# [RECORDS SHOWN]

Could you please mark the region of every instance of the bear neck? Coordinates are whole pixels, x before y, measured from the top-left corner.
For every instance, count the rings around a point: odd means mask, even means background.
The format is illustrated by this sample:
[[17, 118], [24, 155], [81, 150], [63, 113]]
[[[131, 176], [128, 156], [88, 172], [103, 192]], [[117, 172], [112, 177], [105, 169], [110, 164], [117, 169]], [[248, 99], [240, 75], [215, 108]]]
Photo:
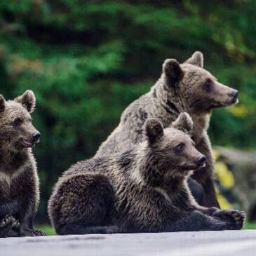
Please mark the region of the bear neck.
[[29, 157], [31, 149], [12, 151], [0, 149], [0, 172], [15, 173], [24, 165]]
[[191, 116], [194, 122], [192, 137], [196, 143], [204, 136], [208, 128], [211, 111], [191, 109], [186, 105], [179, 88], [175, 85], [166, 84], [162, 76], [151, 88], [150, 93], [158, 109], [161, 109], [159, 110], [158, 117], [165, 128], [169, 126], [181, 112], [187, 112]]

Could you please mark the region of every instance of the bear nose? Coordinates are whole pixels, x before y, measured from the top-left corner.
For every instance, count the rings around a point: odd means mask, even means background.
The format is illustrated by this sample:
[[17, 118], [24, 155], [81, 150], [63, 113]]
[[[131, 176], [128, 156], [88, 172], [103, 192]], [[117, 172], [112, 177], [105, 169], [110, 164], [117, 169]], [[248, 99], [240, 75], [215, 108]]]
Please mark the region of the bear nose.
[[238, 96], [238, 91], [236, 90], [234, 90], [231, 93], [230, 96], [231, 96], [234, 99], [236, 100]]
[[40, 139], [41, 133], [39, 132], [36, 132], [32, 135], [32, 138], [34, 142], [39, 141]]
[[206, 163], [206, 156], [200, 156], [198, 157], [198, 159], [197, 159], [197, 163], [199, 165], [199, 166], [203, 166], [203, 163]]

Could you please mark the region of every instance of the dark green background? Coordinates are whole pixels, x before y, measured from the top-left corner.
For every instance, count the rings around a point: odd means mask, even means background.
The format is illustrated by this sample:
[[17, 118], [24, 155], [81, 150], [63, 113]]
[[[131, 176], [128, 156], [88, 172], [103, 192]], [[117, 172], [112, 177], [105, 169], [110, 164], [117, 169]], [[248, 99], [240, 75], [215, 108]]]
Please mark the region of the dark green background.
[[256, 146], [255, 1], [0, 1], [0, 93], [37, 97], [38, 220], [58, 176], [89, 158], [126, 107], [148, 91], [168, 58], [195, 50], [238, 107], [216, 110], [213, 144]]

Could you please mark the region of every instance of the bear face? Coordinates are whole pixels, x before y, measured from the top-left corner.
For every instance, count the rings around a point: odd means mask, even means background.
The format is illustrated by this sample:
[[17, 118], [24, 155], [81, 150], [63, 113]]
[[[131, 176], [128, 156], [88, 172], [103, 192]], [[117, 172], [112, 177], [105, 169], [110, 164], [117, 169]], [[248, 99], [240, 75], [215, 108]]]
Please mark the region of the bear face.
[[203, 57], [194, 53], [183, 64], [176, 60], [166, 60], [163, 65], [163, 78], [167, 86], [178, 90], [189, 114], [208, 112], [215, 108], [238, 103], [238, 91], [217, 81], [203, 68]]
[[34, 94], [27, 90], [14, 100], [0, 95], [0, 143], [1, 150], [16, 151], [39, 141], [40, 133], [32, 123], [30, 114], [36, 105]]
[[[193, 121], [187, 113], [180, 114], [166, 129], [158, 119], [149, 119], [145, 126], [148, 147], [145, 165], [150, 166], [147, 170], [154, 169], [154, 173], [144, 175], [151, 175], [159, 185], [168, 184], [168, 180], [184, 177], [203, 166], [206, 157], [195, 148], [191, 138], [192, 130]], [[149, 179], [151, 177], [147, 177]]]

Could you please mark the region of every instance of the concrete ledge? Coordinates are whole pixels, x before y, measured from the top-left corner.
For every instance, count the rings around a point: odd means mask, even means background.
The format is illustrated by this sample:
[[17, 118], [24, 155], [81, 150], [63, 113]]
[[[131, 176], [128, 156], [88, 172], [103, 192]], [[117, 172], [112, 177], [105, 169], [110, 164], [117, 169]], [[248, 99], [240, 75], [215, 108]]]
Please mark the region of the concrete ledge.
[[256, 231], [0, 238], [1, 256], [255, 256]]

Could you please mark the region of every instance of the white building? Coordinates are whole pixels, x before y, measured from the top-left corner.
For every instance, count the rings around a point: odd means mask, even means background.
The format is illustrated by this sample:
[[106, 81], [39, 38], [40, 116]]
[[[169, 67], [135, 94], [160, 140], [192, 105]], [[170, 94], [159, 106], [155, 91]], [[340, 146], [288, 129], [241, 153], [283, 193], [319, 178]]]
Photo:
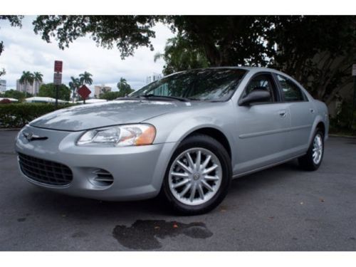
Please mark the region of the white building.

# [PROBLEM TO WORK ON]
Render each line of the listing above as one string in a JSON array, skipping blank lines and leaving out the pictures.

# [TASK SOLUTION]
[
  "Could you please mark the region of every instance of the bear neck? Coordinates are whole pixels, x before y, measured from the top-left corner.",
  "For every instance, count the rings around a point: odd means mask, even means background.",
  "The format is illustrated by this sample:",
  "[[17, 118], [24, 155], [81, 150], [63, 113]]",
  "[[[131, 176], [128, 156], [88, 172], [103, 192]], [[117, 172], [112, 177], [105, 169], [110, 164], [117, 169]], [[248, 99], [240, 75], [215, 108]]]",
  "Photo:",
  "Please mark the region of the bear neck.",
  "[[29, 157], [31, 149], [12, 151], [0, 149], [0, 172], [15, 173], [24, 165]]",
  "[[191, 116], [194, 122], [192, 137], [196, 143], [204, 136], [208, 128], [211, 111], [191, 109], [186, 105], [179, 88], [175, 85], [166, 84], [162, 76], [151, 88], [150, 93], [158, 109], [161, 109], [159, 110], [158, 117], [165, 128], [169, 126], [181, 112], [187, 112]]",
  "Could you please mark the region of every instance of the bear nose? Coordinates are whole pixels, x before y, measured from the top-left corner.",
  "For every instance, count the rings around a point: odd means mask, even means background.",
  "The format is illustrated by this sample:",
  "[[17, 118], [24, 155], [81, 150], [63, 113]]",
  "[[[131, 176], [128, 156], [88, 172], [103, 192]], [[117, 172], [112, 177], [105, 169], [110, 164], [117, 169]], [[248, 99], [240, 75], [215, 108]]]",
  "Please mark the region of the bear nose.",
  "[[238, 96], [238, 91], [236, 90], [234, 90], [231, 93], [230, 96], [231, 96], [234, 99], [236, 100]]",
  "[[40, 139], [41, 133], [39, 132], [36, 132], [32, 135], [32, 138], [34, 142], [39, 141]]",
  "[[206, 163], [206, 156], [200, 156], [198, 157], [198, 159], [197, 159], [197, 163], [199, 165], [199, 166], [203, 166], [203, 163]]",
  "Could you please mark the region of every instance of the dark green background? Coordinates are whole pixels, x before y, measured from the top-left corner.",
  "For every instance, count the rings around a point: odd means mask, even means background.",
  "The format is illustrated by this sample:",
  "[[17, 118], [24, 155], [81, 150], [63, 113]]",
  "[[[131, 176], [128, 156], [88, 172], [103, 192]], [[117, 172], [112, 177], [105, 169], [110, 164], [117, 169]], [[248, 99], [240, 75], [215, 108]]]",
  "Please mark the region of the dark green background.",
  "[[256, 146], [255, 1], [0, 1], [0, 93], [37, 97], [38, 220], [58, 176], [89, 158], [126, 107], [148, 91], [168, 58], [195, 50], [238, 107], [216, 110], [213, 144]]",
  "Could you please mark the region of every instance of the bear face? Coordinates are whole pixels, x before y, measured from the top-left corner.",
  "For every instance, count the rings around a point: odd means mask, even means background.",
  "The format is illustrated by this sample:",
  "[[17, 118], [24, 155], [81, 150], [63, 113]]",
  "[[[131, 176], [128, 156], [88, 172], [103, 192]], [[117, 172], [112, 177], [105, 169], [110, 164], [117, 169]], [[248, 99], [240, 75], [215, 108]]]",
  "Please mark the region of the bear face.",
  "[[203, 57], [194, 53], [183, 64], [176, 60], [166, 60], [163, 65], [163, 78], [167, 86], [178, 90], [189, 114], [208, 112], [215, 108], [238, 103], [238, 91], [217, 81], [203, 68]]",
  "[[34, 94], [27, 90], [14, 100], [0, 95], [0, 143], [1, 150], [16, 151], [39, 141], [40, 133], [32, 123], [30, 114], [36, 105]]",
  "[[[193, 121], [187, 113], [180, 114], [166, 129], [158, 119], [149, 119], [145, 126], [148, 147], [145, 165], [150, 166], [147, 170], [154, 169], [154, 173], [144, 175], [151, 175], [159, 185], [168, 184], [168, 180], [184, 177], [203, 166], [206, 157], [195, 148], [191, 138], [192, 130]], [[149, 179], [151, 177], [147, 177]]]",
  "Could you please mark the region of every instance of the concrete ledge? Coordinates are whole pixels, x before y, measured from the top-left corner.",
  "For every instance, count the rings around a point: odd means mask, even means background.",
  "The format is illustrated by this sample:",
  "[[17, 118], [24, 155], [81, 150], [63, 113]]",
  "[[[131, 176], [128, 156], [88, 172], [103, 192]], [[117, 172], [112, 177], [105, 169], [110, 164], [117, 169]], [[248, 99], [240, 75], [215, 108]]]",
  "Please mark the region of the concrete ledge.",
  "[[256, 231], [0, 238], [1, 256], [255, 256]]",
  "Could you please mark the region of every instance of the white building? Coordinates are whole pixels, x before y, measured from the top-left corner.",
  "For every instance, count the rings around a point: odd means mask, even means background.",
  "The format is illustrated by this sample:",
  "[[106, 81], [39, 38], [40, 116]]",
  "[[[169, 67], [135, 94], [160, 140], [192, 105]], [[170, 94], [159, 106], [155, 91]], [[340, 146], [288, 129], [241, 153], [283, 193], [319, 178]]]",
  "Photo:",
  "Please mark the region of the white building."
]